#### [ТЕКСТ ДЛЯ ЧТЕНИЯ]
• • •

Это их коронная песня. И, конечно, об одинокой рябине, которая мечтает к дубу перебраться, чтобы не гнуться и не качаться.
.Получение похоронок. 
Незабываемым фактом, конечно, останутся отдельные картинки из военного детства это получение похоронок. В моей семье ушли на войну и не вернулись два брата моего отца: Квашнин Валерий Емельянович, Квашнин Григорий Емельянович, брат матери Калинин Алексей Васильевич, двоюродный брат Квашнин Егор Иванович тоже остался там навечно. Отец мой, Квашнин Пётр Емельянович был призван на военный завод в Челябинск, на завод, который выпускал танки, на военный завод был призван мой брат Квашнин Александр Петрович, а потом был призван в армию и служил во Львове, но война была уже за пределами страны. Брат служил до 1946 года, в боях не участвовал, охранял военные склады, пленных немцев, поэтому не считался ветераном войны. Похоронку на моего дядю Василия Емельяновича бабушка получила ночью. Дверь на ночь не закрывали, поэтому принесли ночью.

• • •

#### [ФРАГМЕНТ НАБОРА ДАННЫХ]
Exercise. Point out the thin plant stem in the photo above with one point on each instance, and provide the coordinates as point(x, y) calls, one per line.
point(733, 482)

• • •

#### [ОБЯЗАТЕЛЬНЫЕ ЗАДАНИЯ]
1. До какого года служил Квашнин Александр Петрович, согласно воспоминаниям о военном детстве?
2. Продолжите воспоминания о военном детстве, начав сразу после последнего приведенного предложения.
Строки никак не связаны с текстом для чтения.

#### [ОТВЕТЫ ПО ЗАДАНИЯМ]
1. До 1946 года.

2.
А дядя Григорий Емельянович ушёл в разведку и не вернулся, поэтому до сих пор считается без вести пропавшим. Получение похоронки на Квашнина Алексея Леонтьевича было таково: мы играем на улице, Ваня Квашнин захотел поесть, нам лет по 6 было, мы вбегаем в дом к Ване и что видим: деревянное корыто на полу, в нём раствор глины (печку перекладывали) на полу, обнявшись, сидят бабушка Федора и мать Вани Ольга Сергеевна Квашнина. Они только что получили похоронку на сына, мужа Квашнина А. Л. Они плачут, друг друга успокаивая. Мать солдата и жена солдата, оставшегося там навсегда. Когда мне в руки впервые попал рассказ А. Солженицына «Матрёнин двор», я почему-то увидела в образе Матрёны женщину-вдову Ольгу Сергеевну Квашнину. Она была для меня олицетворением праведности, святости, верности, преданности.
 Победа.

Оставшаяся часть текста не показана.